Problem to solve ::
Copy everything from "As we approach" down to "another fantastic scene." in the episode review, substituting "episode 10" for "episode ten".
START Excerpt to read
We also get some good moments from Curtis while he and Frank talk about the war and their relationship. The script makes a good job of showing how can veterans like them dread the war and miss it at the same time. Curt, by the way, is by far the best person in this whole show, the only one with more than a little humanity left in his heart. That could be, as Frank suggests, because he was trained to save people, while men like him and Billy were trained to kill them. As they talk, Billy watches from a distance. He could have shot them at that moment and ended it all, but that wouldn’t break Frank and make him suffer as Billy thinks he deserve. A decision that could prove very unwise down the line.

Meanwhile on the other plotline, very little happens this episode, but it was a very interesting and meaningful little. Pilgrim skillfully fights his attackers and shows a physical side of him that had not yet been shown. It is a great fight scene, with amazing choreography and stunts, that ends with a bloody Pilgrim having a drink, doing drugs and even getting oral sex. Those were not very godly acts at all, and the character he was shown to be would never do such things. That, however, does not look like a mistake or a slip from the writers, and instead we are most likely lead to believe that in times like these the old mobster Pilgrim returns. That means that now we a psychological, controlling enemy for Frank, who can be just as dangerous in terms of toe to toe combat. Let’s wait and see where that takes us.

As we approach the end of episode ten, Billy sets up two different traps for his former friend. The first one, with the lights and sound turning on and off as Frank gets beaten, is meant to make Frank feel just like Billy felt at the beggining of the season. The whole sequence is done in a way that’s meant to look and sound just like his dreams from earlier episodes. Russo knew, of course, that The Punisher could escape that, and so he does. Grunting, shooting, stabbing and spitting blood all over, Frank Castle rises out of hell like a supernatural force, in another fantastic scene.

What follows is the true and final trap set up for the character, one which he easily falls for. As Dumont gives Billy Russo all the information she just extracted from Madani, we realize the whole sequence in Valhalla was Russo’s tailor-made way to break Frank Castle. As he accidentally kills a lot of innocent women, Frank comes face to face with the monster he became. Billy’s plan to break him was brilliant, but it remains to be seen whether it will actually break him or just make him somehow even more mad.
END Excerpt to read
START Information provided
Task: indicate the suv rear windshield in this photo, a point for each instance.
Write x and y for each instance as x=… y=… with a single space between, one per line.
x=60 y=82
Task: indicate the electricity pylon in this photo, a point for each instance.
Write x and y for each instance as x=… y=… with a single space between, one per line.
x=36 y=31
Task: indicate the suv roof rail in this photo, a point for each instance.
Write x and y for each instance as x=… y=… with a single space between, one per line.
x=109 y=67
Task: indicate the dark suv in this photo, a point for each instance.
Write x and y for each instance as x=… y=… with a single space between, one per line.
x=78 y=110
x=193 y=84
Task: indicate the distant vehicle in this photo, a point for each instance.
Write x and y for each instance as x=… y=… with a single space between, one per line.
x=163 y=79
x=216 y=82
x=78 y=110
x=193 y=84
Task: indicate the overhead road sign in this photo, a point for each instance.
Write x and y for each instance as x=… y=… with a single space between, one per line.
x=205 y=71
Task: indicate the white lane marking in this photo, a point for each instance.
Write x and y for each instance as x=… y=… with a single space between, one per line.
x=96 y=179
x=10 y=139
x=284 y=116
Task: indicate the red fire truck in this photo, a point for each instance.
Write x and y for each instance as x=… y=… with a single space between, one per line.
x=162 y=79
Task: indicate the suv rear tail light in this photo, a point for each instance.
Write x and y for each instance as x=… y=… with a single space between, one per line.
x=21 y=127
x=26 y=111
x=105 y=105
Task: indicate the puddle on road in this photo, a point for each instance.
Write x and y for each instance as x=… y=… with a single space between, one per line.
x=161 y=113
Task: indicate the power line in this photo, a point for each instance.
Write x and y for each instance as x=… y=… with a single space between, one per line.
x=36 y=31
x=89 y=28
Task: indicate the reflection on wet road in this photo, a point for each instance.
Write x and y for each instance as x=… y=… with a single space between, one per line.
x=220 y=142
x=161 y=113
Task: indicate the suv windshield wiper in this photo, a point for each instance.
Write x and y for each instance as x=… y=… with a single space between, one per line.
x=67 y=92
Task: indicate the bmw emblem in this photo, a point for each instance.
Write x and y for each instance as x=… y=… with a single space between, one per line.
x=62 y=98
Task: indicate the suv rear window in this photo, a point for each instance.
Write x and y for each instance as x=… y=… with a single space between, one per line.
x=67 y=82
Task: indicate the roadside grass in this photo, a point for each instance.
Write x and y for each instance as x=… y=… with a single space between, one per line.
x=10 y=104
END Information provided
Answer box ::
As we approach the end of episode 10, Billy sets up two different traps for his former friend. The first one, with the lights and sound turning on and off as Frank gets beaten, is meant to make Frank feel just like Billy felt at the beggining of the season. The whole sequence is done in a way that’s meant to look and sound just like his dreams from earlier episodes. Russo knew, of course, that The Punisher could escape that, and so he does. Grunting, shooting, stabbing and spitting blood all over, Frank Castle rises out of hell like a supernatural force, in another fantastic scene.